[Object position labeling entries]
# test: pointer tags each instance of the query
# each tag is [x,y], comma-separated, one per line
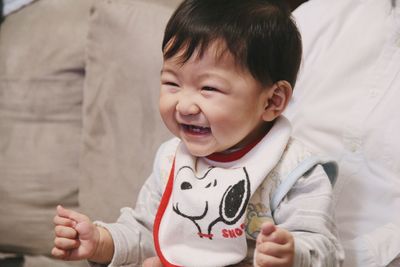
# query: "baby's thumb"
[71,214]
[267,228]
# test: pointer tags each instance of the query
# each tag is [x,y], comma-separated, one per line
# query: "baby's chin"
[199,150]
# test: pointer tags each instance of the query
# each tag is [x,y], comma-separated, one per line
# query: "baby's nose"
[187,106]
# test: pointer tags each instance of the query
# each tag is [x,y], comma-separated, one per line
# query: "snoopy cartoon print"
[216,197]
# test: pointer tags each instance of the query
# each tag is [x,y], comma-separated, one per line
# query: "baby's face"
[210,103]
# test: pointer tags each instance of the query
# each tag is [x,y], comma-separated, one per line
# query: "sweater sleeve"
[307,212]
[132,233]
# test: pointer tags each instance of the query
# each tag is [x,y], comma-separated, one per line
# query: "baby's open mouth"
[193,129]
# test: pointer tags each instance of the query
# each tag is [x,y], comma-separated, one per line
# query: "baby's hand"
[77,237]
[152,262]
[275,247]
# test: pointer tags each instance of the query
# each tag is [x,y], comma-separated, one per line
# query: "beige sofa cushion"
[122,127]
[78,112]
[42,54]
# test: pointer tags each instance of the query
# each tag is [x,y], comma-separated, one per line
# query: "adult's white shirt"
[347,104]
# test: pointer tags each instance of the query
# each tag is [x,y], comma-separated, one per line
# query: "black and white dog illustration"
[218,196]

What this task involves: Find each line in the items above that contains the word "baby" and copy those lines out. Case counts.

Complete output:
# query: "baby's thumb"
# query: "baby's chin"
# query: "baby's nose"
# query: "baby's face"
# query: "baby's open mouth"
# query: "baby's hand"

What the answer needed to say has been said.